#### Article:

"""

Atmospheric processes such as dry and wet deposition of metal(loid)s play a crucial role in air cleansing. During the winter period in mid-latitudes, snowfall can effectively remove PM from the air [8]. Snow covering the ground can also block soil/dust suspension into the air, which reduces natural sources of atmospheric particulates and makes the remaining sources mostly anthropogenic [9]. Chemical analysis of snow cover presents the chemical composition of its parent aerosol, dry fallout, and surface adsorbed material. Information about atmospheric pollution can be stored in snow cover [10]. However, it was shown that PM2.5 during snowfall pose stronger mass-based cytotoxicity and genotoxicity [9].

A study of the Korkinsky mine territory in winter has not been carried out. There have been a few works devoted to the study of the heavy metals content in soils around the Korkinsky mine. Elevated soil concentrations of Cr, Zn, Ni, Mn, and Co were found [11]. Air pollution as a result of endogenous fires in the mine was studied for the summer period (June–August) [12]. Aerosol air pollution by PM10 and PM2.5 has not been investigated in summer or winter. At the same time, there is little literature data about the influence of snow cover on air purification from PM. The efficiency of air purification from particle-bound metal(loid)s is dependent on many meteorological parameters. Precipitation, wind speed, turbulence, and humidity are important factors that can change the snow cover. Understanding of the impact of the Korkinsky coal mine on air pollution and the role of snow in air purification is important for improving mining processes, for remediation activities, and to capture airborne pollution. Such an understanding can be used for developing geochemical monitoring of the urban environment in winter.

"""

#### Listed records:
"""

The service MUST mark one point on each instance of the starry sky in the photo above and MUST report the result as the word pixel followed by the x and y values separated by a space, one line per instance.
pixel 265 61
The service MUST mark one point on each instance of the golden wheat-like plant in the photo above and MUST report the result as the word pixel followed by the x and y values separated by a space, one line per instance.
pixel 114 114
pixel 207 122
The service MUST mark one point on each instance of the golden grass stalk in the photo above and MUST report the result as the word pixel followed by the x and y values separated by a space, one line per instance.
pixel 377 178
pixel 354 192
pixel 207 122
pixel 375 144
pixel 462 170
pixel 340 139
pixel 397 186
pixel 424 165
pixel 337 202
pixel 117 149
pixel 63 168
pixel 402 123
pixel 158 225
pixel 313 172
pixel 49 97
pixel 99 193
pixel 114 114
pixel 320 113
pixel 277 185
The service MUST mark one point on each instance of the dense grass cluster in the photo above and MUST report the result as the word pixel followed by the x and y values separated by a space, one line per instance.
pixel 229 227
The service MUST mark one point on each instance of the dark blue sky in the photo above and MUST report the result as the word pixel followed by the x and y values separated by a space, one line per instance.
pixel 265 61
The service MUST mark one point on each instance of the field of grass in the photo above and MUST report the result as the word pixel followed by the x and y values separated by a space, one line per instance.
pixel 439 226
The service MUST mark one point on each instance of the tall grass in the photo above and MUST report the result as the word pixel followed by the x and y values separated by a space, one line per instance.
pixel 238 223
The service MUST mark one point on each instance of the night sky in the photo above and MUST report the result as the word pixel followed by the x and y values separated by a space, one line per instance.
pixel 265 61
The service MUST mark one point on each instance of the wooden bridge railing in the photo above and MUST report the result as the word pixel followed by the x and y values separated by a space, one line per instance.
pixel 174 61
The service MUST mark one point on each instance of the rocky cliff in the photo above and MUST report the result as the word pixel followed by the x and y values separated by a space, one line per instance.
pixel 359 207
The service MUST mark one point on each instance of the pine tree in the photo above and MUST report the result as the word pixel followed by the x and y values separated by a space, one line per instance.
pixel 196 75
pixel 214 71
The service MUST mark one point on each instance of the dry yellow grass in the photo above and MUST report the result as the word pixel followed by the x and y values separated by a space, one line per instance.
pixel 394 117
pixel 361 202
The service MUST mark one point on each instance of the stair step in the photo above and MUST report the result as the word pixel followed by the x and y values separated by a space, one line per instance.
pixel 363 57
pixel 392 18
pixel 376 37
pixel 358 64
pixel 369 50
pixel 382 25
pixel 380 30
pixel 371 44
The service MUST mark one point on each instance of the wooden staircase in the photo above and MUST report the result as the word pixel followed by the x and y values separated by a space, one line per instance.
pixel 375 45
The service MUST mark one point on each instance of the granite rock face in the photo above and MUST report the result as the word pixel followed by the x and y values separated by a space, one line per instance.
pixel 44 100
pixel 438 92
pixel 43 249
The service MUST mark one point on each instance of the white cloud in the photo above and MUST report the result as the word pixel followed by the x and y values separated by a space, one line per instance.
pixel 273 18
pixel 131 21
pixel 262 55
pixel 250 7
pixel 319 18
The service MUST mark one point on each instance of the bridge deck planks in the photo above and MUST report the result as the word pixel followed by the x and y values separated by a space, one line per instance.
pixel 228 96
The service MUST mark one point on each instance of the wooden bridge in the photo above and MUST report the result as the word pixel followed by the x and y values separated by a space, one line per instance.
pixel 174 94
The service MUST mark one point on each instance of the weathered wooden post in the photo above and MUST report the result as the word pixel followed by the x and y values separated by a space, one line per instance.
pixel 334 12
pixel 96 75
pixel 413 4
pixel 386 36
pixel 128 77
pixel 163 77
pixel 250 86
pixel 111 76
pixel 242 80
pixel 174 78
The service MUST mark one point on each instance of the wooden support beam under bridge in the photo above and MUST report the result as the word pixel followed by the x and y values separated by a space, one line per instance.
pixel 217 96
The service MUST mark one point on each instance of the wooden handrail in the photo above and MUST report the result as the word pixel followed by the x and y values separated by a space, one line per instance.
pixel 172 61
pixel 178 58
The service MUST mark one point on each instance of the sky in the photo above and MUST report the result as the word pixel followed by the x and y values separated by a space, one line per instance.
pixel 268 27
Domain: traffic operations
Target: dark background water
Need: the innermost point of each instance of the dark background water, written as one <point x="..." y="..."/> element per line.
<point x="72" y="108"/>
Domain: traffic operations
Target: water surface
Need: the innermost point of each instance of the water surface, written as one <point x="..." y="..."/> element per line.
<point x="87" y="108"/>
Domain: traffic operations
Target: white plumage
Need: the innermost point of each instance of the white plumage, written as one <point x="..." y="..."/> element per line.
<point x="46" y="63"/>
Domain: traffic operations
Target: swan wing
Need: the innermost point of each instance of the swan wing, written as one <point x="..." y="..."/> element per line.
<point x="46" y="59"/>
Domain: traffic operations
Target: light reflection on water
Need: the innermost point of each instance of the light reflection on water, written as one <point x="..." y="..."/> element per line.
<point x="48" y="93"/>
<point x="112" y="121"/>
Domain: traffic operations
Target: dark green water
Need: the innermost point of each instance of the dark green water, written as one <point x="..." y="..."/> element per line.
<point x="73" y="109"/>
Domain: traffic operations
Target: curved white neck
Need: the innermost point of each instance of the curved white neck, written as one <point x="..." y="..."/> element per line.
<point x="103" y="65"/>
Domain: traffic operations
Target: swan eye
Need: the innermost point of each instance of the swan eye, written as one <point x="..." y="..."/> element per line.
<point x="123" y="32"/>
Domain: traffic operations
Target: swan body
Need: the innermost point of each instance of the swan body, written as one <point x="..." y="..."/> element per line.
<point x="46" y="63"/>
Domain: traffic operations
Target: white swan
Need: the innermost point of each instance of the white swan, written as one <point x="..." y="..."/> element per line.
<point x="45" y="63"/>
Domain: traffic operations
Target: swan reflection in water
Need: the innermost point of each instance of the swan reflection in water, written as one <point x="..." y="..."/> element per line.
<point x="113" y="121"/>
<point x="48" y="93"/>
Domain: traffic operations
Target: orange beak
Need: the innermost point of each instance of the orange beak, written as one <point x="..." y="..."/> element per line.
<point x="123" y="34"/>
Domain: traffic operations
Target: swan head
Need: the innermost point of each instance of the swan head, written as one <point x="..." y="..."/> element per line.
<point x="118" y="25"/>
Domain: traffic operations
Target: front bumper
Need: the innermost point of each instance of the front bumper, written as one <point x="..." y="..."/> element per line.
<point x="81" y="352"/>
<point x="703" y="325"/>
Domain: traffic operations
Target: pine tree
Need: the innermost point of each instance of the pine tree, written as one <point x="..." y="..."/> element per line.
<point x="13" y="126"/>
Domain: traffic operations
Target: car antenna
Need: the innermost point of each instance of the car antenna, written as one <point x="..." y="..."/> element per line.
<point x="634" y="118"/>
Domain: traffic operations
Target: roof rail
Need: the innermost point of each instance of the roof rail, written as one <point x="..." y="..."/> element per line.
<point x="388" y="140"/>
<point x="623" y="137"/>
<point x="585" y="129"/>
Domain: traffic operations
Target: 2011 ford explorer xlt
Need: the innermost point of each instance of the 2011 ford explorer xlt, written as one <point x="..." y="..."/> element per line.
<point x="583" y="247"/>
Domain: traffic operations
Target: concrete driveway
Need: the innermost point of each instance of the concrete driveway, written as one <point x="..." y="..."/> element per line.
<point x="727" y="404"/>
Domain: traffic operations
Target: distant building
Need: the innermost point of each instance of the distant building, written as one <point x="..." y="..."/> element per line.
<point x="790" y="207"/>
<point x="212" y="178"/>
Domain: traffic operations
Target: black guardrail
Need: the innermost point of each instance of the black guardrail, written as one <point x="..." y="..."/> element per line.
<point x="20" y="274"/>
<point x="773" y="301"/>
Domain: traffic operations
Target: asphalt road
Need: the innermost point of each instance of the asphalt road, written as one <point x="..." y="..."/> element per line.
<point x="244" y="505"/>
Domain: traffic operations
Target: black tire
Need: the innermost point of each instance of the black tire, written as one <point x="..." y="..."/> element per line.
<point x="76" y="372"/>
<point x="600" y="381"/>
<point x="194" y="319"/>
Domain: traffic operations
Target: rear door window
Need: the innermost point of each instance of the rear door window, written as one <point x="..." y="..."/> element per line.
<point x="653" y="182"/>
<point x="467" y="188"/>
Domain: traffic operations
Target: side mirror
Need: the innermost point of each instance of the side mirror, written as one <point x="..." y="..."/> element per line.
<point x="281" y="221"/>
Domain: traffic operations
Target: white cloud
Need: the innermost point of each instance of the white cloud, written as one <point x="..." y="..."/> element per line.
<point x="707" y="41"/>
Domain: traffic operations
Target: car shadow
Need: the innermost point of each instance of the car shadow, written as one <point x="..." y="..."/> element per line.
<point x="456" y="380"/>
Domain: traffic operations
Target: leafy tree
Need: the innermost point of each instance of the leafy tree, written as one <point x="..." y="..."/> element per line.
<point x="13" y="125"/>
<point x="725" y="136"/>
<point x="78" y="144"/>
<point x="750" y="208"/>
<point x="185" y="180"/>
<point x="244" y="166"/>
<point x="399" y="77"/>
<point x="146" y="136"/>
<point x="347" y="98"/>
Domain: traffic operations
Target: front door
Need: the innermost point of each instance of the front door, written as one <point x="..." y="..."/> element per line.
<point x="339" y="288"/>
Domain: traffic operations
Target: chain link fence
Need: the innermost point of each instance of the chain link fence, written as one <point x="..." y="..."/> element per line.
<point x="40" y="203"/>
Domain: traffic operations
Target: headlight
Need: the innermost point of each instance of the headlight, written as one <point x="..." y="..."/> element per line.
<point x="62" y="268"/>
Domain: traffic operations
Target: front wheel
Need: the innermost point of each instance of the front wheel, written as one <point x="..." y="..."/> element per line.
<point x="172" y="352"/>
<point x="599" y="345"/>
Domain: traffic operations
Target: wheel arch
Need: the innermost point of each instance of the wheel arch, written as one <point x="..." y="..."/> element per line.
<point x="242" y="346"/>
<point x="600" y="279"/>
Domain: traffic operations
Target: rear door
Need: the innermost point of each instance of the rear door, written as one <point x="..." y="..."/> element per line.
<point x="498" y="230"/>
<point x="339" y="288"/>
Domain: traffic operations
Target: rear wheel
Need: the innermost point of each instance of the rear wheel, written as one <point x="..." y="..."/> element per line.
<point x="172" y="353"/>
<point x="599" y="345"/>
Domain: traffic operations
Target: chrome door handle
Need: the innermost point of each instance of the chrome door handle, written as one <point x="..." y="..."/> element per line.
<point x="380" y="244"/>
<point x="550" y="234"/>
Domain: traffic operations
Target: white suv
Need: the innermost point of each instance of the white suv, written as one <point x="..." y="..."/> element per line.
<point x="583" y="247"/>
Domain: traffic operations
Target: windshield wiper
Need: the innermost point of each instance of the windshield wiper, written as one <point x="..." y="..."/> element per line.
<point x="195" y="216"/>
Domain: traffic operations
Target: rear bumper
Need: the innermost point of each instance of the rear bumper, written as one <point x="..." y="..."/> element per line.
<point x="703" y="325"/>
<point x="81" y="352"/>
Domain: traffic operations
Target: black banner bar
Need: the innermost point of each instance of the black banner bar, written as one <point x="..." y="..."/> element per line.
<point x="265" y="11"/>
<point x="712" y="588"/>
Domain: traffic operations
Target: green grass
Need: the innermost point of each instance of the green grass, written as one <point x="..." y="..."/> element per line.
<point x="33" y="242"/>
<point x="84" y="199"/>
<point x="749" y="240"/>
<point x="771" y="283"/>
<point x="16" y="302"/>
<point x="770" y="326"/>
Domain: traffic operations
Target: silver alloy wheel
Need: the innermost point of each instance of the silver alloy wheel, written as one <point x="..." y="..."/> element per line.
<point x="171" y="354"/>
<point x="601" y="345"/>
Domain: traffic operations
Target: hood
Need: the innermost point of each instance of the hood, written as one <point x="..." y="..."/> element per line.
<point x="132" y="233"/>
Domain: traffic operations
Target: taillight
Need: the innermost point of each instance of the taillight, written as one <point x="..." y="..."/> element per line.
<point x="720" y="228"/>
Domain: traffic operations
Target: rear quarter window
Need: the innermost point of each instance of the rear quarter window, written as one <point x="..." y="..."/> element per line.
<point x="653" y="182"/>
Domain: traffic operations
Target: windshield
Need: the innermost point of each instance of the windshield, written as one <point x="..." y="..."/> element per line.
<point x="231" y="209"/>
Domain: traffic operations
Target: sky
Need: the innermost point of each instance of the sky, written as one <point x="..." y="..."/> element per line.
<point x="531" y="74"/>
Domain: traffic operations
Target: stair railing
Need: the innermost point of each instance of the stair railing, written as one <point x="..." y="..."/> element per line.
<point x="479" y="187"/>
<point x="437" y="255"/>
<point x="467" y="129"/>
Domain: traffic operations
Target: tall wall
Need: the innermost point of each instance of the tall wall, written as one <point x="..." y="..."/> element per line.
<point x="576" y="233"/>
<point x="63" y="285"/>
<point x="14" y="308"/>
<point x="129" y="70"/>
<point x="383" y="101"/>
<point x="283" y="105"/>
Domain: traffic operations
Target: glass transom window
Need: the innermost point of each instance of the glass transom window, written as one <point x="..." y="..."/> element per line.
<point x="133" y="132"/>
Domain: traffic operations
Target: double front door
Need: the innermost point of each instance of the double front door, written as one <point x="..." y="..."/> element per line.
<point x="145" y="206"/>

"""

#### Aim 1:
Quote everything in the passage on snow and air pollution from "Atmospheric processes such" down to "and genotoxicity [9].".
#### Aim 2:
Answer these questions from the passage on snow and air pollution, one line each:
(a) What does snow covering the ground block?
(b) For which period was air pollution from endogenous fires in the mine studied?
(c) Which elements were found at elevated soil concentrations around the Korkinsky mine?
#### Aim 3:
Please continue the passage on snow and air pollution after its last sentence.

#### Expected answer 1:
Atmospheric processes such as dry and wet deposition of metal(loid)s play a crucial role in air cleansing. During the winter period in mid-latitudes, snowfall can effectively remove PM from the air [8]. Snow covering the ground can also block soil/dust suspension into the air, which reduces natural sources of atmospheric particulates and makes the remaining sources mostly anthropogenic [9]. Chemical analysis of snow cover presents the chemical composition of its parent aerosol, dry fallout, and surface adsorbed material. Information about atmospheric pollution can be stored in snow cover [10]. However, it was shown that PM2.5 during snowfall pose stronger mass-based cytotoxicity and genotoxicity [9].

#### Expected answer 2:
(a) Soil/dust suspension into the air.
(b) The summer period (June–August).
(c) Cr, Zn, Ni, Mn, and Co.

#### Expected answer 3:
The aim of this study was to investigate particle-bound metal(loid)s in snow cover collected from the Korkinsky mine area. The study aimed to improve understanding of the metal(loid)s sources in snow cover and the possibility of using snow cover for geochemical monitoring of the mine. We tested the following hypotheses:

(1)

The condition of the snow cover in the zone of influence of the Korkinsky mine reflects its negative impact on the lower atmosphere in the winter. To investigate this issue, remote sensing is the one of the most effective tools for snow assessment [13].

(2)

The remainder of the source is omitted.